» **Esercizio scritto A**:
Nel brano sulla stagione delle piogge in Palestina, vicino a quale località si trova il villaggio di Qira?

La stagione delle piogge e i rituali in Palestina
Nel mio villaggio di Qira, vicino a Salfit, come in molti villaggi palestinesi,
aspettiamo le prime gocce di pioggia con un misto di desiderio e inquietudine.
La pioggia non è solo l’inizio della stagione agricola, è la rassicurazione che
la vita può continuare nonostante tutto ciò che accade intorno a noi. In
un’epoca di frammentazione della terra, di risorse idriche limitate e di
ostacoli quotidiani affrontati dagli agricoltori, l’arrivo di al-ghayth sembra
sia una grazia che una forma di resistenza silenziosa, un sottile promemoria che
la vita e la speranza persistono nonostante l’oppressione.
Ogni ottobre, quando il cielo si addolcisce e la terra ricomincia a respirare,
mi ricordo che, per quanto pesante possa diventare il fardello dell’occupazione,
il ciclo delle stagioni rimane l’unica certezza che Israele non può confiscare
né controllare. La pioggia è identità, continuità, memoria. Ci lega agli
antenati che hanno letto il cielo con secoli di saggezza e ci ancora alla terra
in modi più profondi di qualsiasi atto di proprietà. Mi ricorda i bambini del
villaggio che corrono per raccogliere le gocce d’acqua, ridendo e giocando,
ignari delle difficoltà della giornata, ma pienamente parte di questo ritmo
eterno. Mi ricorda anche gli anziani che raccontano storie delle stagioni
passate, con gli occhi che si illuminano mentre parlano dei tipi di
precipitazioni e dei segni naturali che hanno osservato per decenni.

» **Voci dei contorni di regione**:
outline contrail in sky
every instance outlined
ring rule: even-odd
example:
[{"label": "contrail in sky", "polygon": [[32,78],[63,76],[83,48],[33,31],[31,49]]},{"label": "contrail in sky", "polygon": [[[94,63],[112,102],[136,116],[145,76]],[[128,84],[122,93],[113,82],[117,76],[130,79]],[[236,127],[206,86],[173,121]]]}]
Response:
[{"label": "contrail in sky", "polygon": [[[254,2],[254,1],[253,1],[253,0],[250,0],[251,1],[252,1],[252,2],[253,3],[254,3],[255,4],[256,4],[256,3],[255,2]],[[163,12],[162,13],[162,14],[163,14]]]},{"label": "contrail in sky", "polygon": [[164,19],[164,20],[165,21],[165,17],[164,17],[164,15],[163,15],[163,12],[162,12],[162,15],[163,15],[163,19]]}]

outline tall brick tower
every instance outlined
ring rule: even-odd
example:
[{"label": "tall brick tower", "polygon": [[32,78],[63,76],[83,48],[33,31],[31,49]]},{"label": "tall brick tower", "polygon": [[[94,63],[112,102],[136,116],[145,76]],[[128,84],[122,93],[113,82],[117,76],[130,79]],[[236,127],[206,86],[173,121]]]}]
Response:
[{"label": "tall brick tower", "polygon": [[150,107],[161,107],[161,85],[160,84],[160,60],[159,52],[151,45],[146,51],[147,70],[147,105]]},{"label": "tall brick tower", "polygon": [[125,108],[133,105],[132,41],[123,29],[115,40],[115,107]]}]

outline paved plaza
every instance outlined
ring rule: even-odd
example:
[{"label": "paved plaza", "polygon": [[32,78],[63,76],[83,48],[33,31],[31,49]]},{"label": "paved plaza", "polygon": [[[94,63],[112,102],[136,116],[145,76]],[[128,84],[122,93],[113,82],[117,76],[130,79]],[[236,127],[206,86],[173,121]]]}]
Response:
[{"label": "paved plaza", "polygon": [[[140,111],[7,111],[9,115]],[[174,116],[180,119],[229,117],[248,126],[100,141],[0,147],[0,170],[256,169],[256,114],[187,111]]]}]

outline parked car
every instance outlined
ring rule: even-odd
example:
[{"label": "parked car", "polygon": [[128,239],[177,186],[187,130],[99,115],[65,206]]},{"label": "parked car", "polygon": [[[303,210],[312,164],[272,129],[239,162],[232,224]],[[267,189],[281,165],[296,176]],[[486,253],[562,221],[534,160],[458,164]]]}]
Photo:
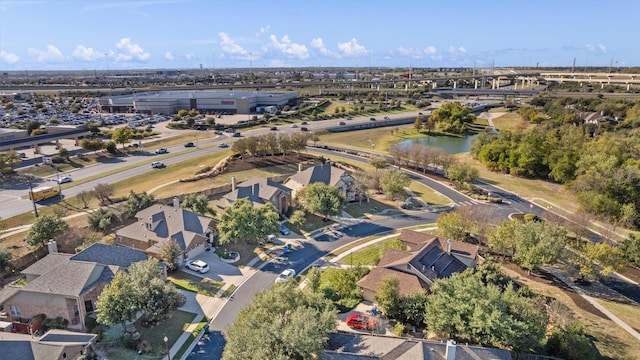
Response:
[{"label": "parked car", "polygon": [[61,177],[60,179],[54,179],[53,181],[57,182],[58,184],[65,184],[71,182],[72,180],[70,175],[66,175]]},{"label": "parked car", "polygon": [[284,225],[280,225],[280,232],[282,233],[282,235],[289,235],[291,233],[291,231],[289,231],[289,228]]},{"label": "parked car", "polygon": [[276,278],[276,284],[277,283],[281,283],[281,282],[285,282],[289,279],[293,279],[296,276],[296,271],[293,269],[287,269],[283,272],[280,273],[280,275],[278,275],[278,277]]},{"label": "parked car", "polygon": [[360,313],[352,313],[347,317],[347,326],[352,329],[374,330],[376,319]]},{"label": "parked car", "polygon": [[209,264],[202,260],[187,260],[184,267],[189,270],[199,272],[200,274],[204,274],[209,271]]}]

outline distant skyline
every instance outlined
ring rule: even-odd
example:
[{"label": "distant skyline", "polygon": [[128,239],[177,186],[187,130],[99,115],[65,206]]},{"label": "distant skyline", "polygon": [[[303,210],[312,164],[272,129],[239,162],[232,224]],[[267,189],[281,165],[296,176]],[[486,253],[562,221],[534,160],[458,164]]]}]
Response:
[{"label": "distant skyline", "polygon": [[640,66],[638,0],[0,0],[0,71]]}]

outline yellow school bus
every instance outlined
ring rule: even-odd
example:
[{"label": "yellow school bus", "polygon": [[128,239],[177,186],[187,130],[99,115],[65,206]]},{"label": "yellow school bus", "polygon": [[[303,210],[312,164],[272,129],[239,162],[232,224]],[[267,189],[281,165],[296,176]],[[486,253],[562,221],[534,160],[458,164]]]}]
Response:
[{"label": "yellow school bus", "polygon": [[[33,189],[33,199],[35,201],[48,199],[50,197],[57,196],[58,194],[60,194],[60,190],[58,190],[57,187],[42,186],[42,187]],[[29,193],[29,199],[31,199],[31,193]]]}]

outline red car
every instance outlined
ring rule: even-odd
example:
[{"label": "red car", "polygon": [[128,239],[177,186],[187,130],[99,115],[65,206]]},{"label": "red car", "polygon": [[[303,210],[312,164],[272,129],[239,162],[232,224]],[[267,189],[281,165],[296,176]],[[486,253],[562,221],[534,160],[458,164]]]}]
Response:
[{"label": "red car", "polygon": [[376,319],[363,314],[353,313],[347,317],[347,326],[352,329],[374,330],[376,328]]}]

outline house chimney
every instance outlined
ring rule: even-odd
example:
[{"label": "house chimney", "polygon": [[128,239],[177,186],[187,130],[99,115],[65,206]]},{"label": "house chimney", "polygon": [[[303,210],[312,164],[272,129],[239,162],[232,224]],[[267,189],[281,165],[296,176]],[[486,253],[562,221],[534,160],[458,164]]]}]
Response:
[{"label": "house chimney", "polygon": [[456,342],[453,340],[447,341],[447,351],[445,352],[444,358],[446,360],[456,360]]},{"label": "house chimney", "polygon": [[47,248],[49,249],[49,254],[55,254],[58,252],[58,244],[56,244],[56,241],[53,239],[47,242]]}]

» **Esercizio scritto B**:
Conti le righe dei dati forniti che contengono la stringa "house" e riporti soltanto il numero.

» **Risultato dell'esercizio A**:
Vicino a Salfit.

» **Risultato dell'esercizio B**:
3